PROBLEM DESCRIPTION — Can you return all of the data below line for line, with nothing changed?

*** SUPPLIED RECORDS

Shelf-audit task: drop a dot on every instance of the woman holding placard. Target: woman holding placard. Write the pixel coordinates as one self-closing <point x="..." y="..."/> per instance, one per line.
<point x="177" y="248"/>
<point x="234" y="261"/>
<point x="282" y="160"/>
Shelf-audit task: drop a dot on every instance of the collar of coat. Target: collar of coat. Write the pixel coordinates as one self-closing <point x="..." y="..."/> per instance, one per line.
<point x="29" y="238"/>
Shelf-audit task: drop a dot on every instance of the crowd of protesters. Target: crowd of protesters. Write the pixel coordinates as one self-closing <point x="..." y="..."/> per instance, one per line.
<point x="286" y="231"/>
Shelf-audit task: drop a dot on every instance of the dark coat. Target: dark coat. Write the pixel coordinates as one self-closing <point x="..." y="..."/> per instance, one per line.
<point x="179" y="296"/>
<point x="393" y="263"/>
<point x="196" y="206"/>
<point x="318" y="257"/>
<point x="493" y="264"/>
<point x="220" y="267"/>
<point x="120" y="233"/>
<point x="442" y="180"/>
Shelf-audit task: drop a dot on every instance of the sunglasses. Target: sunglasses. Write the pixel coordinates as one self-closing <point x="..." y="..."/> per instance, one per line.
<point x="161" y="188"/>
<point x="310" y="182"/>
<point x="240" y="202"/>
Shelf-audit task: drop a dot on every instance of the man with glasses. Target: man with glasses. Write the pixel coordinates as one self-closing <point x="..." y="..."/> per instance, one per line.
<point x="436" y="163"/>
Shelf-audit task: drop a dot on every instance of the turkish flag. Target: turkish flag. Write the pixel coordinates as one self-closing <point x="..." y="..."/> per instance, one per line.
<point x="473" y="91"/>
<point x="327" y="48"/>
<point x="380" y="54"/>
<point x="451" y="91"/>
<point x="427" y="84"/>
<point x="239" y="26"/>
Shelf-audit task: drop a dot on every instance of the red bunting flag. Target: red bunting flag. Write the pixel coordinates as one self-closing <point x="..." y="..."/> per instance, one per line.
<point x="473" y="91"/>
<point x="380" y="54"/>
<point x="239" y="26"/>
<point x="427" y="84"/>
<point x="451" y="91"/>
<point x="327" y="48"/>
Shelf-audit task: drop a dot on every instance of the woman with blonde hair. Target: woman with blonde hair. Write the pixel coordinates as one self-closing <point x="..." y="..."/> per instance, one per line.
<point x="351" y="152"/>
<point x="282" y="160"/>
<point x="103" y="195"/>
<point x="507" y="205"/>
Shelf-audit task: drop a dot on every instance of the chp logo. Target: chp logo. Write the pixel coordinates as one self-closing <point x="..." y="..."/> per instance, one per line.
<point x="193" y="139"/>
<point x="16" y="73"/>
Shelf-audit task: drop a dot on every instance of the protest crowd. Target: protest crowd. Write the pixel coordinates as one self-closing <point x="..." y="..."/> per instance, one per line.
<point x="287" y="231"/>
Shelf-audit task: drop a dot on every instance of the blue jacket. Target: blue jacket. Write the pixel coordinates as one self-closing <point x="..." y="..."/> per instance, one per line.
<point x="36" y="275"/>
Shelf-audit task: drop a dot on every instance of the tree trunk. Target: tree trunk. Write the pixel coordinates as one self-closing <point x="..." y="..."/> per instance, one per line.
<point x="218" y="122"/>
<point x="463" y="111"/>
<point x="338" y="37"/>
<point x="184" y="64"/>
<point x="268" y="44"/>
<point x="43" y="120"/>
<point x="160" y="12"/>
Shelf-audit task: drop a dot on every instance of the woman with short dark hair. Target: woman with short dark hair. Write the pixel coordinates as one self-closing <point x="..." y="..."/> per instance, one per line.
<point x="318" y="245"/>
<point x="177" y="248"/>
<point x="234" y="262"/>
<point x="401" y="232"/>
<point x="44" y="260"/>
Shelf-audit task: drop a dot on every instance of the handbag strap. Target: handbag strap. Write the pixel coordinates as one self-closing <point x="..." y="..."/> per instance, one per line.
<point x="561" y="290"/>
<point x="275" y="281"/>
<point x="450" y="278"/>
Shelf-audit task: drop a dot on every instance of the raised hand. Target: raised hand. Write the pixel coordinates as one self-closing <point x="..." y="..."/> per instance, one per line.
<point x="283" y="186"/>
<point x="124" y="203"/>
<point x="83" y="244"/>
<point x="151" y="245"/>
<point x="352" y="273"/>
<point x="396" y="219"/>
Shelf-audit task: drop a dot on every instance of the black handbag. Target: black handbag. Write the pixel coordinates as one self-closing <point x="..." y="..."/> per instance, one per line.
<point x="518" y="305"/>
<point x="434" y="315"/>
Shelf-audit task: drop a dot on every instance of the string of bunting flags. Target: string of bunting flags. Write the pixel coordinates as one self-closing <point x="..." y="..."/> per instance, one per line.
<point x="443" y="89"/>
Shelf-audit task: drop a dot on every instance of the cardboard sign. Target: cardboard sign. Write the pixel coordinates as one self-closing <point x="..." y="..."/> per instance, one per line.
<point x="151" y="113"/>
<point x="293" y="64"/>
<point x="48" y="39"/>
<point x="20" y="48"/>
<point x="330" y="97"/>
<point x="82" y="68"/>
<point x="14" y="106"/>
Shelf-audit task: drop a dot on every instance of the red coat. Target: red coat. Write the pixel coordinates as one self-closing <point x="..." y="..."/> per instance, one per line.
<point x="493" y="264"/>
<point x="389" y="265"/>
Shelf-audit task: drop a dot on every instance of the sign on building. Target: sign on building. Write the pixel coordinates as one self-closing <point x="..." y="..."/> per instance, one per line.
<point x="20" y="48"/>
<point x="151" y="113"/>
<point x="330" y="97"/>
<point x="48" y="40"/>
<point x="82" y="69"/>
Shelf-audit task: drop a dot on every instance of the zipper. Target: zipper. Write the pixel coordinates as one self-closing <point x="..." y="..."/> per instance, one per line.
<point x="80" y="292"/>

******

EXERCISE ANSWER —
Shelf-audit task: drop a dot on every instance of the woman holding placard. Target: woman holding placard. Write the pixel coordinates as one self-closing <point x="..." y="..."/> per instance, one per line.
<point x="177" y="248"/>
<point x="234" y="261"/>
<point x="282" y="160"/>
Shelf-audit task: drop a dot on every instance of the collar of coat. Target: collar of coat. Write the pixel coordinates as one self-closing <point x="..." y="..."/> per instance, one per line.
<point x="29" y="238"/>
Shelf-audit task: drop a dot on every instance of the crowd of protesters. Target: crowd of protesters. Write the pixel coordinates as one self-closing <point x="..." y="..."/> per instance, one per line.
<point x="286" y="231"/>
Shelf-audit task: drop a dot on every instance of the dark coat. Target: dark coat. Write the pixel coordinates as one self-closing <point x="..." y="..."/> per instance, one per line.
<point x="179" y="296"/>
<point x="393" y="263"/>
<point x="196" y="206"/>
<point x="318" y="257"/>
<point x="493" y="264"/>
<point x="220" y="267"/>
<point x="120" y="233"/>
<point x="442" y="180"/>
Shelf-audit task: drop a dot on every instance of the sunglasses. Target: sunglasses. Write the pixel coordinates as one self-closing <point x="..." y="..."/> per instance, one per line.
<point x="161" y="188"/>
<point x="310" y="182"/>
<point x="240" y="202"/>
Shelf-audit task: drop a dot on every instance of the man with glasses. Target: man with glasses. Write the pixel coordinates as one self-closing <point x="..." y="..."/> per instance, one per line.
<point x="436" y="163"/>
Shelf-audit task: drop a dot on every instance of the turkish flag. Target: turkish flag. Write the pixel coordinates as one self-closing <point x="..." y="..."/> per instance, one per line.
<point x="473" y="91"/>
<point x="327" y="48"/>
<point x="380" y="54"/>
<point x="451" y="91"/>
<point x="427" y="84"/>
<point x="239" y="26"/>
Shelf-audit task: drop a dot on every instance of the red bunting flag. Target: red bunting flag. Write the pixel coordinates as one self-closing <point x="..." y="..."/> per instance, one per line.
<point x="473" y="91"/>
<point x="380" y="54"/>
<point x="239" y="26"/>
<point x="427" y="84"/>
<point x="451" y="91"/>
<point x="327" y="48"/>
Shelf-audit task: drop a dot on every instance of the woman with blonde hair. Target: woman with blonde hair. Write the pixel coordinates as one self-closing <point x="..." y="..."/> per instance, one per line.
<point x="351" y="152"/>
<point x="282" y="160"/>
<point x="103" y="195"/>
<point x="507" y="205"/>
Shelf-audit task: drop a dot on every instance of the chp logo. Target: chp logo. Write the pixel coordinates as one self-closing <point x="..." y="..."/> per instance, one per line.
<point x="193" y="139"/>
<point x="16" y="73"/>
Shelf-audit task: drop a dot on every instance of the protest crowd. Target: protest crowd. Write the pixel coordinates as one self-closing <point x="..." y="..."/> per instance, one per line.
<point x="287" y="231"/>
Shelf-audit task: drop a dot on every instance of the blue jacket. Target: blue jacket. Write the pixel coordinates as one self-closing <point x="..." y="..."/> per instance, one per line.
<point x="36" y="275"/>
Shelf-audit task: drop a dot on every instance of the tree trunk. Target: tree trunk. Write the pixel coordinates as one self-closing <point x="..." y="..."/> per instance, one per line.
<point x="218" y="122"/>
<point x="463" y="111"/>
<point x="338" y="37"/>
<point x="184" y="64"/>
<point x="268" y="44"/>
<point x="43" y="120"/>
<point x="160" y="12"/>
Shelf-audit task: drop a dot on every instance of the woman with short dark hair. Target: woman with short dark hair. Write the pixel coordinates as one self-closing <point x="..." y="..."/> per instance, one per line.
<point x="318" y="245"/>
<point x="177" y="248"/>
<point x="234" y="262"/>
<point x="401" y="232"/>
<point x="44" y="260"/>
Shelf-audit task: drop a dot on every instance of the handbag strap. Target: handbag strap. Write the pixel coordinates as one self-closing <point x="..." y="..."/> per instance, one per line.
<point x="561" y="290"/>
<point x="275" y="281"/>
<point x="450" y="278"/>
Shelf-audit task: drop a dot on every instance of the raised hand. Target: raised hand. Write the pixel coordinates as one self-closing <point x="..." y="..."/> per instance, one per line.
<point x="283" y="186"/>
<point x="124" y="203"/>
<point x="83" y="244"/>
<point x="151" y="245"/>
<point x="352" y="273"/>
<point x="396" y="219"/>
Shelf-audit task: drop a dot on every instance of the black handbag. Target: black handbag. Write the pixel coordinates as one self-closing <point x="..." y="..."/> per instance, one per line.
<point x="518" y="305"/>
<point x="434" y="315"/>
Shelf-audit task: drop a dot on every instance of the string of bunting flags. Target: string of bunting flags. Write the pixel coordinates as one self-closing <point x="..." y="..."/> per instance, one per line.
<point x="443" y="89"/>
Shelf-audit task: drop a dot on every instance of the cardboard sign. Target: cardboard sign. Write the pixel coordinates as one self-closing <point x="..." y="..."/> per instance, one per line.
<point x="151" y="113"/>
<point x="293" y="64"/>
<point x="48" y="39"/>
<point x="20" y="48"/>
<point x="330" y="97"/>
<point x="82" y="68"/>
<point x="14" y="106"/>
Shelf-audit task: drop a dot on every instance of the red coat. Target: red coat. Write the pixel coordinates as one self-closing <point x="..." y="..."/> per instance, one per line.
<point x="493" y="264"/>
<point x="389" y="265"/>
Shelf-audit task: drop a dot on every instance of the sign on building. Target: sign on building. Write the pixel coordinates as one self-closing <point x="..." y="..."/> per instance, one per line.
<point x="20" y="48"/>
<point x="151" y="113"/>
<point x="330" y="97"/>
<point x="48" y="40"/>
<point x="82" y="69"/>
Shelf-audit task: drop a dot on every instance of the zipper. Target: zipper. Write the pixel coordinates as one self-closing <point x="..." y="..."/> per instance, one per line.
<point x="80" y="292"/>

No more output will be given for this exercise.